The Essential Message of Fatima
by Fr. John A. Hardon, S.J.
On May 13, 1982, Pope John Paul II offered the Sacrifice of the Mass in Fatima, during his pilgrimage of gratitude to Portugal. During the Mass, the Pope preached a lengthy homily on “Mary’s Maternal Love.” This homily I consider the most authoritative explanation of the meaning of Fatima that we have received from now seven Roman Pontiffs since the first revelations made at Fatima in 1917.
Early in the homily, the Vicar of Christ made the following statement:
The message of Fatima is, in its basic nucleus, a call to conversion and repentance, as in the Gospel.
This call was uttered at the beginning of the twentieth century, and it was thus addressed particularly to this present century.
The Lady of the message should be said to have read with special insight “the signs of the times,” the signs our own time.
What is the pope telling us? He is saying that “the basic nucleus,” the heart of the Fatima message is a call to conversion and repentance. It is the call to repentance from sin, and conversion to God. In the course of his homily, Pope John Paul combined the two words “conversion” and “sin” into one word, “repentance.” So that we may simply state that the core of the message of Fatima is the imperative of the verb “Repent!” or as a noun, “repentance.”
The Pope further declared that this call to repentance was made by Christ, through Our Lady at the beginning of the twentieth century. He further declared that one of the three children who received this Marian message is still living [the last of the children, Lúcia, died on February 13, 2005, at the age of 97.]
What does all of this imply? It implies that if there is one thing that God foresaw the twentieth century would desperately need, it was to repent. And even the unusually long life of one of the seers of Fatima — born in 1907 — only emphasizes the pressing urgency to call the twentieth century to repentance.
If we look more closely at what sins the twentieth century most needs to repent, there seems to be no doubt. They are the sins of:
- Ignoring the existence of God
- Denying that sin is an offense against God, and
- Indulging in the pleasures of this world contrary to the will of God.

* _DATA EXCERPTS_:

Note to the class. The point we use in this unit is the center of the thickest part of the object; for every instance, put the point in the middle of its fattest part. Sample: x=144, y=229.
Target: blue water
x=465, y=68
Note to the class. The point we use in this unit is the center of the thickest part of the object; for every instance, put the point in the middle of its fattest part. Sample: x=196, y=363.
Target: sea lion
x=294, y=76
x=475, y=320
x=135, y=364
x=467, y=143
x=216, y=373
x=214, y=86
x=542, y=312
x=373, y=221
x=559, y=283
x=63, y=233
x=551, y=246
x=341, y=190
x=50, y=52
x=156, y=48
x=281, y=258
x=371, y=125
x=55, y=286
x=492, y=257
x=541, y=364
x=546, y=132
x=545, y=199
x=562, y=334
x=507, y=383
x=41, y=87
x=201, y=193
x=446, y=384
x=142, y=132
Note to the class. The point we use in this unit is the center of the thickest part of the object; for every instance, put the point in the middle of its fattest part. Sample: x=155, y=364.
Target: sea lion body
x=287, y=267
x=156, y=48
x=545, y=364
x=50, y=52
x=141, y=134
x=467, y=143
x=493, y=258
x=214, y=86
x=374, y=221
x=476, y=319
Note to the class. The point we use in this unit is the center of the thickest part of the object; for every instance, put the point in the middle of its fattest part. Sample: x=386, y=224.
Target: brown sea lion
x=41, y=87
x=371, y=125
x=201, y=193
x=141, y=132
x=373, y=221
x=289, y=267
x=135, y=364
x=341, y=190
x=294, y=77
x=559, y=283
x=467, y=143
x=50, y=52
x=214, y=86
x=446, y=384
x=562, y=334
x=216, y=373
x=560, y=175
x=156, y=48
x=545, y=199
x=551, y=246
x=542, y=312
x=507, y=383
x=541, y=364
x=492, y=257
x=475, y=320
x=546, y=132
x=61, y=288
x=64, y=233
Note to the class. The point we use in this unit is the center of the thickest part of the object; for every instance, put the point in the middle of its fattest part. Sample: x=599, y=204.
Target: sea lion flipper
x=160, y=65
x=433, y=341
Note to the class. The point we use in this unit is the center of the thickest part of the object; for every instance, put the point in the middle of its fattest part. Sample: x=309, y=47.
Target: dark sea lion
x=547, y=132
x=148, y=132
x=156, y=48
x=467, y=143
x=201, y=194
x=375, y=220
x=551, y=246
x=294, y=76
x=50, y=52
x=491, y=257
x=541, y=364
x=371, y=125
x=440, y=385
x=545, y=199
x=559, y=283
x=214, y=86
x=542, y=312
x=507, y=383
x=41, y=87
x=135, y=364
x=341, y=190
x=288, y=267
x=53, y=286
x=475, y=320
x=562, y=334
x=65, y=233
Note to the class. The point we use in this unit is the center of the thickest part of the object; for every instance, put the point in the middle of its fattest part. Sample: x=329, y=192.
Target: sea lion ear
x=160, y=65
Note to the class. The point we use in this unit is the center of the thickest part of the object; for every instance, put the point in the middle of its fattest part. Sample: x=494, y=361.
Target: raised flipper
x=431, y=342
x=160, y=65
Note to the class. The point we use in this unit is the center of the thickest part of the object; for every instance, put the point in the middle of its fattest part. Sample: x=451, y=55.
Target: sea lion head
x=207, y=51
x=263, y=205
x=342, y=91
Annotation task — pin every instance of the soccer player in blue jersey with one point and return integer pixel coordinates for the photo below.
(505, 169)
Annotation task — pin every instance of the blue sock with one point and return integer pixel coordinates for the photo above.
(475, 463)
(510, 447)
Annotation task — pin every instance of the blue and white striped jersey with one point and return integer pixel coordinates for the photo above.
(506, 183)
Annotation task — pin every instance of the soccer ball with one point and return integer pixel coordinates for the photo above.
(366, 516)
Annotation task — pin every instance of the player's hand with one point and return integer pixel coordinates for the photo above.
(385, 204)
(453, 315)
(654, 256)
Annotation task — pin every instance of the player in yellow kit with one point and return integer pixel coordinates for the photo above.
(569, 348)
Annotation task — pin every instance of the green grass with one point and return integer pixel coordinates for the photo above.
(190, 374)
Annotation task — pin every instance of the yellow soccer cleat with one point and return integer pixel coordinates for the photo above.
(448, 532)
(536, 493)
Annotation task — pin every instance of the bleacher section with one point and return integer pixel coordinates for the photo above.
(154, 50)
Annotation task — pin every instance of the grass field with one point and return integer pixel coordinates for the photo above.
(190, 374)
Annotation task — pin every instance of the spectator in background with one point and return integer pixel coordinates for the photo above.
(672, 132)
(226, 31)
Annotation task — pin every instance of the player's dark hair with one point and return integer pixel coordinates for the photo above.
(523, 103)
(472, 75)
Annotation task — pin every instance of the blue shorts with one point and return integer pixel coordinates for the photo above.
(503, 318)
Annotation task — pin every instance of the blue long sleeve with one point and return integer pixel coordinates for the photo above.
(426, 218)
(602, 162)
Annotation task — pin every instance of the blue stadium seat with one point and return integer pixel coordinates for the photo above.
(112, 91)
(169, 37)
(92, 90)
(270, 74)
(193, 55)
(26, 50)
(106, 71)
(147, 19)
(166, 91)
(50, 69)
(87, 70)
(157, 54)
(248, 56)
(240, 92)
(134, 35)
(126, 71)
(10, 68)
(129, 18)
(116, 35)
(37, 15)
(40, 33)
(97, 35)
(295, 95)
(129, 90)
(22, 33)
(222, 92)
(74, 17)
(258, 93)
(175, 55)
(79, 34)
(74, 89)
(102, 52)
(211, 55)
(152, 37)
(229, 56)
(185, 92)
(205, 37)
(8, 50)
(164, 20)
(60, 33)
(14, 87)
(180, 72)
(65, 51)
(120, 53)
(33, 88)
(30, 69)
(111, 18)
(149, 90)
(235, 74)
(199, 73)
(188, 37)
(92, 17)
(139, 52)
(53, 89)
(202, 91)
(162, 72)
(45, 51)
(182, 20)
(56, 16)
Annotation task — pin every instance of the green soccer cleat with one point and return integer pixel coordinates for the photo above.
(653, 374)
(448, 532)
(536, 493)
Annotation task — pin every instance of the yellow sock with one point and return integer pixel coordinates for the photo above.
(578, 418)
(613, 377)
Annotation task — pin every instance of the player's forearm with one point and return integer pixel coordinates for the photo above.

* _GIVEN PROBLEM 1_:
Transcribe the section of the article on the message of Fatima that begins with the words "The Essential Message" and ends with "Fatima in 1917.".
* _GIVEN PROBLEM 2_:
Go on writing the article on the message of Fatima, starting after its final sentence.

* _TASK RESPONSE 1_:
The Essential Message of Fatima
by Fr. John A. Hardon, S.J.
On May 13, 1982, Pope John Paul II offered the Sacrifice of the Mass in Fatima, during his pilgrimage of gratitude to Portugal. During the Mass, the Pope preached a lengthy homily on “Mary’s Maternal Love.” This homily I consider the most authoritative explanation of the meaning of Fatima that we have received from now seven Roman Pontiffs since the first revelations made at Fatima in 1917.

* _TASK RESPONSE 2_:
Each of these three classes of sin needs to be repented. Each calls to high heaven for conversion and a return to God.
Ignoring the Existence of God
We have become used to pointing to Communism as a diabolical ignoring and even excluding of God from human life. Certainly Communism is godless in its principles and godless in its demonic fury against believers in God. It was surely no coincidence that the Communist Revolution in Russia took place in October 1917, the very month of the last formal revelations of Our Lady at Fatima.
But God is ignored not only by the Communists. Their organized propaganda against religion has been matched by the organized exclusion of God from public life in one supposedly developed country after another. Take the practical impossibility of teaching any semblance of religion in American public schools. Take the thunderous silence about God and religion and divine worship in the media of social communication in secularized countries like the United States.
You can read a thousand pages in the New York Times or the Washington Post, or the Chicago Tribune and you would never suspect that there are millions of intelligent, educated people who still believe in God and the Ten Commandments.
Secularism, or what the Second Vatican Council calls “practical atheism,” is widespread in one nation after another in Europe and North America.
If ignoring God’s existence, then, is the first capital sin of the twentieth century, how do we repent? We repent by prayer. Let me repeat: “We repent the sin of ignoring God by paying attention to God in prayer.”
Some years ago, I spoke with one of my Jesuit students returning to India after ordination and theological studies in America. I asked him what he found most appealing and what was most depressing during his four years in our country. Without hesitation, he told me the most appealing thing was the phenomenal liberty we enjoy, and the most depressing thing was how little we Americans pray.
Prayer is the repentance we believers must make for the sins of prayerlessness that are so prevalent in our day. Prayer is the expiation we must make, by praying more than we normally would, because so many millions are ignoring God and failing to pray as they should. Prayer is the single most important way that unbelievers can be brought back to God. We must pray for them and, no matter what it takes, we must persuade them, convince them, cajole them to pray themselves.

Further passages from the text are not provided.